▶ _TASK DESCRIPTION_
The records below must be transcribed exactly. Do not include the pictures.

[Photo-based point labeling data]
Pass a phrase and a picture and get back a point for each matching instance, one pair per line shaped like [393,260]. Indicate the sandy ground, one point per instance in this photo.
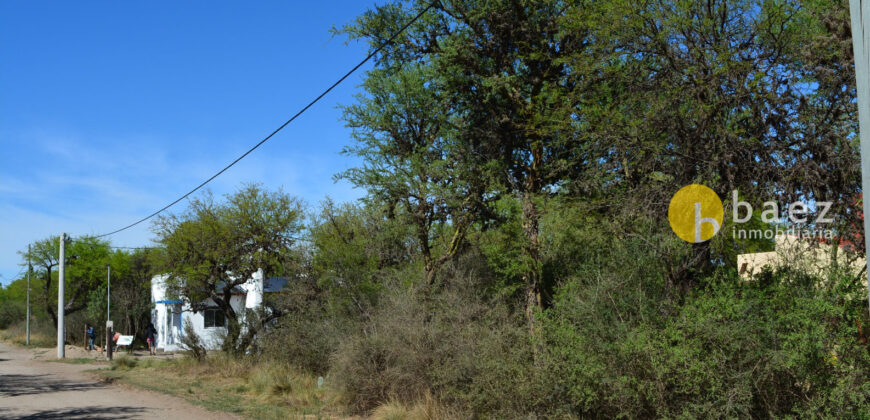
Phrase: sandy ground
[39,389]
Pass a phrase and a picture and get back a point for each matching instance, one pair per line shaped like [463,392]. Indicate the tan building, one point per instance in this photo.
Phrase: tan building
[809,255]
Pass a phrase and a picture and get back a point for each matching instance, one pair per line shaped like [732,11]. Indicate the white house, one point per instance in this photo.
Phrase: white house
[169,316]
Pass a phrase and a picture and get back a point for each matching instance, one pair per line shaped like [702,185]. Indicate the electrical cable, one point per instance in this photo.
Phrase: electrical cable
[310,104]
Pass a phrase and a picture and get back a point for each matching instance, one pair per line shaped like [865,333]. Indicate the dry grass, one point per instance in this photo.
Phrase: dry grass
[250,388]
[426,409]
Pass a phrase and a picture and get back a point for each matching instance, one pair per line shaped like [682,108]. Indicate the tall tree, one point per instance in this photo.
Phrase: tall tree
[410,159]
[213,248]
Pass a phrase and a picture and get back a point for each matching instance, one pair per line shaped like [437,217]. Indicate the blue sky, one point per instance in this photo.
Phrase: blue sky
[109,111]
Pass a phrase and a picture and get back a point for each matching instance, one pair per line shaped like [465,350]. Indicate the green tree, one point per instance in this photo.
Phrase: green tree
[85,270]
[213,248]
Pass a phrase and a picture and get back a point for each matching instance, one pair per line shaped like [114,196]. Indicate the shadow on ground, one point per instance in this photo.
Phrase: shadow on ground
[76,413]
[14,385]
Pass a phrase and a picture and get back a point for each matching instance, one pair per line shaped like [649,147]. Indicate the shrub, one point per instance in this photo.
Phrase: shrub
[452,345]
[777,346]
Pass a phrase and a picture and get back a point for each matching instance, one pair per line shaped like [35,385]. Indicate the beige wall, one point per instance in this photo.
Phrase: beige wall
[811,256]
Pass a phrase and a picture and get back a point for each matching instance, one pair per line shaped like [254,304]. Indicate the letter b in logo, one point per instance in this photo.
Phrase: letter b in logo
[696,213]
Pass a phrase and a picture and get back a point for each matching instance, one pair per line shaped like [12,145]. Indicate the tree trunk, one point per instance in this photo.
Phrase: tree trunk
[532,276]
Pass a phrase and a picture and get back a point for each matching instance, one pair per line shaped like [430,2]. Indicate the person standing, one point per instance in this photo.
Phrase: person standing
[151,339]
[92,335]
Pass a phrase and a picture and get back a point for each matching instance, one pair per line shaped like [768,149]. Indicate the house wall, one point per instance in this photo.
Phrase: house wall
[810,257]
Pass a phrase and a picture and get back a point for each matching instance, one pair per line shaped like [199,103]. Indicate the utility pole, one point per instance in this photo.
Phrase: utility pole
[60,297]
[29,268]
[109,293]
[860,15]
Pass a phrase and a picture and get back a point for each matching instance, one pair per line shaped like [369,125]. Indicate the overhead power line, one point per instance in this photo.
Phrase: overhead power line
[297,114]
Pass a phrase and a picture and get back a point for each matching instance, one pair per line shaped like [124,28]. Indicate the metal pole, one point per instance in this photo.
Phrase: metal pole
[60,297]
[860,14]
[29,269]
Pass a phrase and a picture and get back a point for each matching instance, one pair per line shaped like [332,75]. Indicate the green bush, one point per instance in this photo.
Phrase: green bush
[777,346]
[451,344]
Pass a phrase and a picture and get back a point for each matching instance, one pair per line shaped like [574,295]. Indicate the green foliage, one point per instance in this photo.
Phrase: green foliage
[213,248]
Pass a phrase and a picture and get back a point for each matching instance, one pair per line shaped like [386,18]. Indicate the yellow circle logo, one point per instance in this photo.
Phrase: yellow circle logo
[696,213]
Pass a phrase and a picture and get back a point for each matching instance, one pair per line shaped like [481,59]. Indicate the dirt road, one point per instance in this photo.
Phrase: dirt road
[33,389]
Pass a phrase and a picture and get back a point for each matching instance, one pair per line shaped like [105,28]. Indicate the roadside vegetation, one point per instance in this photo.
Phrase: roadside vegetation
[512,257]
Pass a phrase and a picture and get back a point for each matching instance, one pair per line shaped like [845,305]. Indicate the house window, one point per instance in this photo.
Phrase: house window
[214,318]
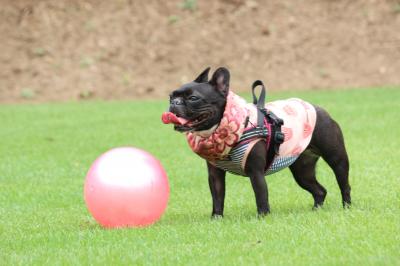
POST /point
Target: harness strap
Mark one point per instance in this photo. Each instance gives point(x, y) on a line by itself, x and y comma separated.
point(276, 137)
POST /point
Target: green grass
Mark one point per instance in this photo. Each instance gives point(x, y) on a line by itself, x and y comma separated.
point(46, 150)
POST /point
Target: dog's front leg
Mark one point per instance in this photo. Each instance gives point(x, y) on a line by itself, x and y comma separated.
point(255, 168)
point(216, 180)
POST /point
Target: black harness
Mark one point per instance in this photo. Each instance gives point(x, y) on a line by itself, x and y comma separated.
point(276, 137)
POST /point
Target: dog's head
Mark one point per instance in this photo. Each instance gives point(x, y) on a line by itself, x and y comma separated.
point(199, 105)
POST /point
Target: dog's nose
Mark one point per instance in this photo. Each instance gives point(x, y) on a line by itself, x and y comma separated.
point(177, 101)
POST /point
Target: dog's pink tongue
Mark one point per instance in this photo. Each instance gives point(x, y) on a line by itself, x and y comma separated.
point(168, 118)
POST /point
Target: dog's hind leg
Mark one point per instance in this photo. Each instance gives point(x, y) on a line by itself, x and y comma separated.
point(303, 170)
point(328, 140)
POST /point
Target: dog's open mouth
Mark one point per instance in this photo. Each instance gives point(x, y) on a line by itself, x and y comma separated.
point(183, 124)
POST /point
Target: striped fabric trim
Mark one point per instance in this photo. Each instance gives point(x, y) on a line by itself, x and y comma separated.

▶ _SOLUTION TO THIS TASK_
Pass a phrase and a picture and get back a point for each matching instance, one pair per line shaped like [393,260]. Indicate the sandy ground, one point per instance in this photo.
Phrase: sandy ground
[39,389]
Pass a phrase and a picture and get back a point for each matching instance, one pair per line shaped like [463,392]. Indicate the tan building, one point per instance in this photo.
Phrase: tan building
[809,255]
Pass a phrase and a picture and get back a point for each matching instance, one pair per line shaped like [732,11]. Indicate the white house, one point per instance in this photo.
Phrase: white house
[169,316]
Pass a phrase and a picture and get back a point for each matching instance, one pair per line shaped like [702,185]. Indicate the electrical cable, one point per instance in this photo.
Phrase: electrical cable
[310,104]
Pass a phrase and a picture and get back a point for each matching instance, one pair per line shaped like [865,333]. Indicate the dry grass, one point per instance in this photo.
Phrase: dry grass
[250,388]
[426,409]
Pass a phrase and a picture and get back a point for each matching instance, one pair per line shaped like [682,108]. Indicate the tall tree, one point per instance in this photo.
Phrase: tall tree
[410,159]
[213,248]
Pass a phrase and a picture and get back a point for each matching instance, one pair per line shaped like [437,217]. Indicate the blue sky, one point per instance in this photo.
Phrase: blue sky
[109,111]
Pass a phrase and a picture and get back a point for each matching instance, one pair per line shaped like [465,350]. Indicate the green tree, one point per instance in this photo.
Phrase: green tree
[85,270]
[213,248]
Pass a phrase and a picture and get back a point for each matching instance, one pair per line shaped like [114,196]. Indicate the shadow on ground, one point per instance in this photo.
Phrase: shadow on ground
[76,413]
[14,385]
Pass a phrase and a picture and get back a point for each matching instance, one pair per line shaped like [649,147]. Indicate the shrub, one point per instance in this photo.
Phrase: shrub
[452,345]
[777,346]
Pass a phrase and a picture and get back a point for each matching instance, one pair per line shaped like [35,385]. Indicate the beige wall, one point per instance in this photo.
Phrase: beige wall
[811,256]
Pass a phrase and a picture and get back a point for each matching instance, one pair per line shaped like [254,304]. Indicate the letter b in logo, one point per instance in this photo.
Phrase: letter b in logo
[696,213]
Pass a phrase and a picture and get back a point for each matching instance, one pair per line shaped like [12,145]. Indicate the tree trunk, one point per instance in this photo.
Phrase: tree trunk
[532,276]
Pass a phrase and a picture and get back a point for each matching instance, one pair per line shaped like [430,2]. Indicate the person standing, one point per instance in this photo.
Phrase: person standing
[151,339]
[92,335]
Pass a phrase and a picture and get back a point for each matching instance, one pair per line shaped like [768,149]. Indicate the house wall, one point per instance in this photo.
Phrase: house wall
[810,257]
Pass a phrase and a picture and get back a point for each matching instance, one pair per line shaped like [199,103]. Indicate the utility pole, one point per instance in this photo.
Phrase: utility pole
[60,297]
[29,268]
[109,293]
[860,15]
Pass a phrase and a picture and get back a point for each matching instance, one pair per line shaped like [369,125]. Indicate the overhead power line, one point per instance in this photo.
Phrase: overhead power line
[297,114]
Pass a phrase and a picture and get back a point for each matching instance, one pair per line shaped like [124,28]. Indicate the metal pole, one point per instance in this photo.
Phrase: metal pole
[60,297]
[860,14]
[29,269]
Pass a phrase and a picture and get back a point for each matching instance, one pair per line shaped like [332,75]. Indicate the green bush, one point per instance in this photo.
Phrase: green bush
[777,346]
[451,344]
Pass a phrase and a picture and get back a point for each matching instance, one pair per line shaped like [574,295]. Indicate the green foliage, one point per instance in this photo.
Phrase: green foliage
[213,248]
Pass a phrase and a picture and get back a point for each matching instance, one pair per line shaped like [386,18]. Indicate the yellow circle logo, one point per instance in this photo.
Phrase: yellow circle logo
[696,213]
Pass a phrase and a picture and get back a point for each matching instance, one pair per line shaped like [481,59]. Indicate the dirt road, one point per instance in this photo.
Phrase: dirt road
[33,389]
Pass a phrase and a picture and get back a point for each matching instance, one pair per line shaped like [105,28]. Indicate the roadside vegetation, one point per instance in this photo.
Phrase: roadside vegetation
[512,257]
Pass a phrase and a picture and get back a point for each matching instance, one pair per line shaped like [845,305]. Indicate the house window, one point per instance in this photo.
Phrase: house window
[214,318]
POST /point
Target: harness strap
Mark one point per instance in this photo. Each instance gives point(x, y) on a line by itself, x and y comma separated.
point(276, 137)
POST /point
Target: green grass
Mark one point per instance in this photo. Each instance gives point(x, y) on a line by itself, x and y comma separated.
point(46, 150)
POST /point
Target: dog's front leg
Mark one point per instance in this photo. Each instance gives point(x, y) on a line by itself, x and y comma separated.
point(255, 168)
point(216, 180)
POST /point
Target: black harness
Mark one point per instance in this photo. Each instance gives point(x, y) on a line by itself, x and y comma separated.
point(276, 137)
POST /point
Target: dog's head
Mark one point per instance in this photo. Each instance gives point(x, y) on a line by itself, x and y comma separated.
point(199, 105)
POST /point
Target: dog's nose
Mark one point per instance in this photo. Each instance gives point(x, y) on a line by itself, x and y comma separated.
point(177, 101)
POST /point
Target: dog's pink tongue
Mark one point per instance in this photo. Each instance gives point(x, y) on a line by itself, x and y comma separated.
point(168, 118)
POST /point
Target: dog's hind leg
Mark one point per instance in this photo. Each instance gives point(x, y) on a line by itself, x and y comma separated.
point(303, 170)
point(328, 140)
POST /point
Target: dog's open mouth
Mark one point per instance in this photo. Each instance gives point(x, y) on a line by itself, x and y comma separated.
point(183, 124)
POST /point
Target: striped fabric trim
Mark one point per instance in this photo. Each instance gives point(x, y) on a line by itself, x and y comma separated.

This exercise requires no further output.